**REQUIRED WORK:** Starting at the line that holds "For each instance of the white", reproduce each line exactly up to and including the last line of the records below. Pictures stay out.

**RECORDS PROVIDED:**
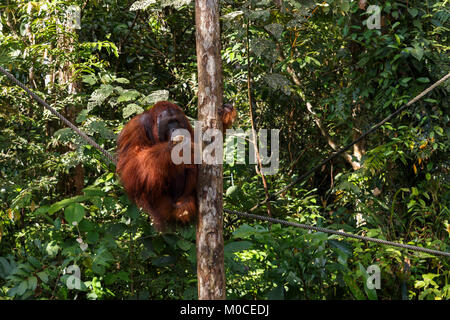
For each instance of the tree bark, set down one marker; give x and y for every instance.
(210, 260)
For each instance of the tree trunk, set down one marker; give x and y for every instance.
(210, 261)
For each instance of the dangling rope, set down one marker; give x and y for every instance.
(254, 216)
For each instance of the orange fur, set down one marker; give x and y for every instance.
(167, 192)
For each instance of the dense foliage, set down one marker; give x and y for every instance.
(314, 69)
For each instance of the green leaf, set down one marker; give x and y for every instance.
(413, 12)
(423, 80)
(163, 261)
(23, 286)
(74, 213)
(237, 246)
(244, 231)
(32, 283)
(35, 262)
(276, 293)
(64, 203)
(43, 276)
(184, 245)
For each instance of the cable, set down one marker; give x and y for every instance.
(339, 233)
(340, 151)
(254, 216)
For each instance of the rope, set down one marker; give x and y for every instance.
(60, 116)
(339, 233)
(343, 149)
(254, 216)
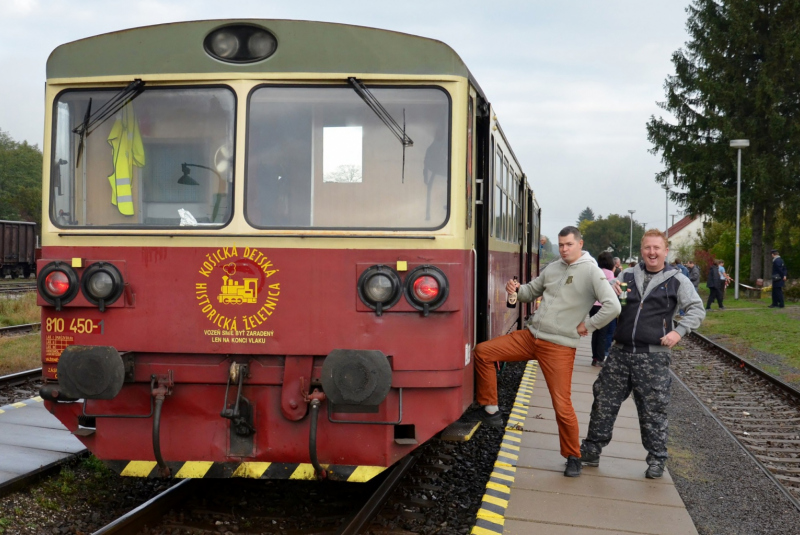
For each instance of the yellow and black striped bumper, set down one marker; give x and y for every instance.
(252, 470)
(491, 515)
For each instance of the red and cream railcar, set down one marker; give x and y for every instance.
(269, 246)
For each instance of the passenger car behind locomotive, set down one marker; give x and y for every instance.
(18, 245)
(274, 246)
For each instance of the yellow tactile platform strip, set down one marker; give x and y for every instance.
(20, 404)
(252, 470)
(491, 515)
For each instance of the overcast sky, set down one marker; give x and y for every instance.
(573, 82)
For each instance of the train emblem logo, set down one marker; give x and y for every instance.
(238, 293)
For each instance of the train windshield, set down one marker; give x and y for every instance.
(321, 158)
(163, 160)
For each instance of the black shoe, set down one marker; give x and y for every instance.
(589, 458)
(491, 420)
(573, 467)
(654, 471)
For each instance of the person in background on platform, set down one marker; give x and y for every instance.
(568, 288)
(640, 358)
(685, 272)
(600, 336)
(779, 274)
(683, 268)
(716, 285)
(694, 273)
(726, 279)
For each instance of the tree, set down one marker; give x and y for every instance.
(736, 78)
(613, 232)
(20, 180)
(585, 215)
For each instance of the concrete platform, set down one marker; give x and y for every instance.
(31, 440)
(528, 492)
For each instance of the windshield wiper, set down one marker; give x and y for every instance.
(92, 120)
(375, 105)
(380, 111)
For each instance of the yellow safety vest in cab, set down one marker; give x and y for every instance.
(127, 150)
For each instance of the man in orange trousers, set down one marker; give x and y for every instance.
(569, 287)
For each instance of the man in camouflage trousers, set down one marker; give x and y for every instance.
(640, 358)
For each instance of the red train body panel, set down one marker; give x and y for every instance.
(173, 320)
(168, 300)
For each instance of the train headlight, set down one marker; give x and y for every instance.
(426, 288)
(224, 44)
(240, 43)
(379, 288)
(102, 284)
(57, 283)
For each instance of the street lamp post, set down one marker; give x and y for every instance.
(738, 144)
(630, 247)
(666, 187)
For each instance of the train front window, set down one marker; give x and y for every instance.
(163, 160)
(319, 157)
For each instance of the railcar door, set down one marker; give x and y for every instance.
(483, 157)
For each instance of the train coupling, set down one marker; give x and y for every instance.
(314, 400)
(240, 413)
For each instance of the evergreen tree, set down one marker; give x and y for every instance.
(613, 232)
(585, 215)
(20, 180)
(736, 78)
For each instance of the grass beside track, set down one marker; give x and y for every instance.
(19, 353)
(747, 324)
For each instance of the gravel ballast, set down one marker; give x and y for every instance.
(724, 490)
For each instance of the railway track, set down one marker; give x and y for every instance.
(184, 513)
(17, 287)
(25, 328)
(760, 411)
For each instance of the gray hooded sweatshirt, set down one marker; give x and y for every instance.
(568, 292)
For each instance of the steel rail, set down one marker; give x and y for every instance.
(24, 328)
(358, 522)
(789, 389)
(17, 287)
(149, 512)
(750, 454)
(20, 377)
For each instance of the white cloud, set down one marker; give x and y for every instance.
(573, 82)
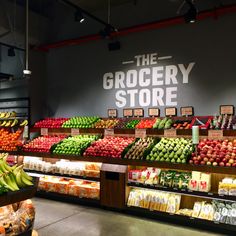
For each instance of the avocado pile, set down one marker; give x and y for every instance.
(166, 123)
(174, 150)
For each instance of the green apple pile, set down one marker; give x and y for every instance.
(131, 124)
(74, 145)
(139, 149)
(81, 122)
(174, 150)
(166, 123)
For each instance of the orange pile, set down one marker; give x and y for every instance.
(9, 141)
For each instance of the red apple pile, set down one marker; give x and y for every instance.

**WRITTEN REPLY:**
For each instance of the white cloud, set down one marker; give x and y for every instance.
(573, 82)
For each instance of the avocado pile, set down one marker; give x and y for every instance.
(166, 123)
(174, 150)
For each instance of the green apple pile, set down one marker; give x and y for every instance.
(131, 124)
(74, 145)
(139, 149)
(81, 122)
(174, 150)
(166, 123)
For each instance of the orange pile, set down one marker; give x and y for every instance.
(9, 141)
For each instance of the red apple pile, set down one marker; give x and y for every instance.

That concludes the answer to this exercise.